Padang (ANTARA) - Pekan lalu, tidak banyak publik menyadari bahwa tujuh puluh lima tahun yang lalu, tepatnya pada 7 November 2020, pernah berdiri satu partai politik yang sangat besar di awal kemerdekaan, yaitu Partai Majelis Syura Muslimin Indonesia (Masyumi).
Sejarah Partai Masyumi bermula sebagai respons terhadap Maklumat Pemerintah tanggal 4 November 1945 yang menerangkan pemerintah menyukai timbulnya partai-partai politik. Melalui maklumat tersebut, pemerintah berharap partai-partai tersebut dapat dipimpin ke jalan yang teratur dengan mengakomodasi segala paham yang ada di dalam masyarakat. Di samping partai-partai politik tadi diminta mempersiapkan diri mengikuti Pemilihan Umum (Pemilu) 1946 untuk memilih anggota Dewan Perwakilan Rakyat (DPR). Kendati demikian, Pemilu untuk memilih para anggota DPR sendiri baru dapat diselenggarakan oleh pemerintah pada tahun 1955.

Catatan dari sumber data
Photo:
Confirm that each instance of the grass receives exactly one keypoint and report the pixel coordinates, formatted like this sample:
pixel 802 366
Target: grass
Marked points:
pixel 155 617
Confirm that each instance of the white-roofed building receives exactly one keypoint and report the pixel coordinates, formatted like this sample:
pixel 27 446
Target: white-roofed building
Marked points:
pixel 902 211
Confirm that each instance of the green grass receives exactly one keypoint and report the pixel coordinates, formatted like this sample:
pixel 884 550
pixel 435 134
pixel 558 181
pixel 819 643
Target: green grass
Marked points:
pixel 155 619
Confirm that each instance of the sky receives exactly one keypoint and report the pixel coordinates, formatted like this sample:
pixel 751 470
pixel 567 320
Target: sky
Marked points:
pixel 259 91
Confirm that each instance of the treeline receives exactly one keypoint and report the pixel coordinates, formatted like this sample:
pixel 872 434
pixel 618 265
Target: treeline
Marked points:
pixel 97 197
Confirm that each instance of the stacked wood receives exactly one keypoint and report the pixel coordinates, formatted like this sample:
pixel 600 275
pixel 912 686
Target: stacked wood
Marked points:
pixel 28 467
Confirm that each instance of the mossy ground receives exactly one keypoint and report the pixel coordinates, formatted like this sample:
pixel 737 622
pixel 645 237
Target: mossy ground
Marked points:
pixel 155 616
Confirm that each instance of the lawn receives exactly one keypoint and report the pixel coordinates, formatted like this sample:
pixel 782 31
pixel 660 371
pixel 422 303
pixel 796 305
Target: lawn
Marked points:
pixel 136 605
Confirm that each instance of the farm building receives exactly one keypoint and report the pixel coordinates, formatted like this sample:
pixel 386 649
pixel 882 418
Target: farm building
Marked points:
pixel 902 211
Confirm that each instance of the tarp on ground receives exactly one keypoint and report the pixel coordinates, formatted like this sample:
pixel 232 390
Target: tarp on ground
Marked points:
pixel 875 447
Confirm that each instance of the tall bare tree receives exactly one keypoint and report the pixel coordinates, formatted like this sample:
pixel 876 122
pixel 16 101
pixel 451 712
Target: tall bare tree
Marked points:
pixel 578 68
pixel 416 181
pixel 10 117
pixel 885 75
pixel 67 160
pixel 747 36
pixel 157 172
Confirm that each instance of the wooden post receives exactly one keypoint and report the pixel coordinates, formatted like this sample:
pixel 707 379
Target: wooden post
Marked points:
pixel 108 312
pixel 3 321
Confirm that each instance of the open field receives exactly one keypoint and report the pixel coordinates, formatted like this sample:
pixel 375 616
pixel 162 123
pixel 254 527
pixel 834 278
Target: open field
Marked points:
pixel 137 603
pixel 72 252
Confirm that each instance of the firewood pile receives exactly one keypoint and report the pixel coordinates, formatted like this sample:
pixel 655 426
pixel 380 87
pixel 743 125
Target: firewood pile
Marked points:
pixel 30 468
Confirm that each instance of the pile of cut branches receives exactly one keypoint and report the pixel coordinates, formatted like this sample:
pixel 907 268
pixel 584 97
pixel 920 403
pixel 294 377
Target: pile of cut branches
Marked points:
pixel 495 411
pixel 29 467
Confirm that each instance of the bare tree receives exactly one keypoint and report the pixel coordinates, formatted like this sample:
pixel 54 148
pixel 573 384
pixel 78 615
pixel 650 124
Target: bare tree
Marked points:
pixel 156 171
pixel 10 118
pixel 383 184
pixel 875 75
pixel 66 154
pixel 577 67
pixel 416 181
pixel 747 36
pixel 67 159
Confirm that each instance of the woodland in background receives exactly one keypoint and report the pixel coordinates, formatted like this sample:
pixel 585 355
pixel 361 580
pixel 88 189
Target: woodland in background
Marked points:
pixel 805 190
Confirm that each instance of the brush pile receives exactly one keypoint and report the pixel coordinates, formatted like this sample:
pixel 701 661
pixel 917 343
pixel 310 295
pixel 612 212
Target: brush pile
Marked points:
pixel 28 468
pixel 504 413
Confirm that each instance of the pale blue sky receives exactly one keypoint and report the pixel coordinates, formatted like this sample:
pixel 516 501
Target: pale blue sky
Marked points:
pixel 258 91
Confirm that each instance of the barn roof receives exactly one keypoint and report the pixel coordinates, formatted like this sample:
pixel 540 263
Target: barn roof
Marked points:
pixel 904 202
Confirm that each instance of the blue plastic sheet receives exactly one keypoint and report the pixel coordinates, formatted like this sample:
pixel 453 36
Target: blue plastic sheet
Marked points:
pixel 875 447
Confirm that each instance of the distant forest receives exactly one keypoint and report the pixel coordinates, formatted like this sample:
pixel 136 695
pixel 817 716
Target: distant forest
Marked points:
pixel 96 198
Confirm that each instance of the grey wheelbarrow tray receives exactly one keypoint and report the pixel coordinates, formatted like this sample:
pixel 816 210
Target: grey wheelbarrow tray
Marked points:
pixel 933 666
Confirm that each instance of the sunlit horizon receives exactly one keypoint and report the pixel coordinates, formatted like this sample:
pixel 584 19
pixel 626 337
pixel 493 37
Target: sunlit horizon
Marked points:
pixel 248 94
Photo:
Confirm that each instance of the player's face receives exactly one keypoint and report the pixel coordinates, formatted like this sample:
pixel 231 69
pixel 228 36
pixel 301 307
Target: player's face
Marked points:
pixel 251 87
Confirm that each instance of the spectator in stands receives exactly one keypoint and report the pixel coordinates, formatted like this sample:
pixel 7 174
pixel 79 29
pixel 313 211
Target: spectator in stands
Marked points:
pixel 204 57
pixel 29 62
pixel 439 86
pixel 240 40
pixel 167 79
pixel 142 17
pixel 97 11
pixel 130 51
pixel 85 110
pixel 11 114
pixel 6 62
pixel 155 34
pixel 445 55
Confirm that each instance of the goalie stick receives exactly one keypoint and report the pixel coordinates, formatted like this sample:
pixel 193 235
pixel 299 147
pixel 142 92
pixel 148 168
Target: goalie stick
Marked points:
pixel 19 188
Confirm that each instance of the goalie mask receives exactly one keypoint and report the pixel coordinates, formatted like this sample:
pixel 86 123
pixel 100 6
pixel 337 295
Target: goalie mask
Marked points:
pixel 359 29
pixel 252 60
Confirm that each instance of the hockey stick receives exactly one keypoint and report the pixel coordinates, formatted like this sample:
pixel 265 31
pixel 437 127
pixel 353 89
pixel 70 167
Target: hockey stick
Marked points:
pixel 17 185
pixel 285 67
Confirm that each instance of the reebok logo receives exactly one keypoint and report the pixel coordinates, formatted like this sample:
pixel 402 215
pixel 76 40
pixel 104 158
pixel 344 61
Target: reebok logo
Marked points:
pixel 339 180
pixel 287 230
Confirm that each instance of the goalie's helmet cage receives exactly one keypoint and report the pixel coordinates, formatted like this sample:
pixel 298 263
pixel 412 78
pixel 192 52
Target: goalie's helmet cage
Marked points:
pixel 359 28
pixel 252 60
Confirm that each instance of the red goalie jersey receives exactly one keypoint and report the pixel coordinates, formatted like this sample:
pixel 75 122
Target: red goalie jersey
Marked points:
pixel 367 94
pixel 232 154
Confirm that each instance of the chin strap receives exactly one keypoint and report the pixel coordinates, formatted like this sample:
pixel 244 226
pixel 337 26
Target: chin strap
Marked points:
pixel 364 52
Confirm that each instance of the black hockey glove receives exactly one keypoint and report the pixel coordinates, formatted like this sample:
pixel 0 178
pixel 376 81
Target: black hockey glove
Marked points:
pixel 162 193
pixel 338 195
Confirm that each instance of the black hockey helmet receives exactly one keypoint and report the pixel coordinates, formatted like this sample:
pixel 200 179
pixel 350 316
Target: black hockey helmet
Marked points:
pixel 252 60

Tujuan Tugas 1
Tuliskan ulang bagian teks bacaan mulai dari "Sejarah Partai Masyumi" sampai dengan "pada tahun 1955.".
Tujuan Tugas 2
Jawab pertanyaan berikut berdasarkan teks bacaan.
(a) Apa nama lengkap partai yang disingkat Masyumi?
(b) Pada tanggal berapa Maklumat Pemerintah yang menerangkan bahwa pemerintah menyukai timbulnya partai-partai politik dikeluarkan?
(c) Pada tahun berapa pemerintah baru dapat menyelenggarakan Pemilu untuk memilih para anggota DPR?
Catatan tersebut tidak berperan dalam hal ini.

Jawaban Lengkap 1
Sejarah Partai Masyumi bermula sebagai respons terhadap Maklumat Pemerintah tanggal 4 November 1945 yang menerangkan pemerintah menyukai timbulnya partai-partai politik. Melalui maklumat tersebut, pemerintah berharap partai-partai tersebut dapat dipimpin ke jalan yang teratur dengan mengakomodasi segala paham yang ada di dalam masyarakat. Di samping partai-partai politik tadi diminta mempersiapkan diri mengikuti Pemilihan Umum (Pemilu) 1946 untuk memilih anggota Dewan Perwakilan Rakyat (DPR). Kendati demikian, Pemilu untuk memilih para anggota DPR sendiri baru dapat diselenggarakan oleh pemerintah pada tahun 1955.

Jawaban Lengkap 2
(a) Partai Majelis Syura Muslimin Indonesia
(b) 4 November 1945
(c) 1955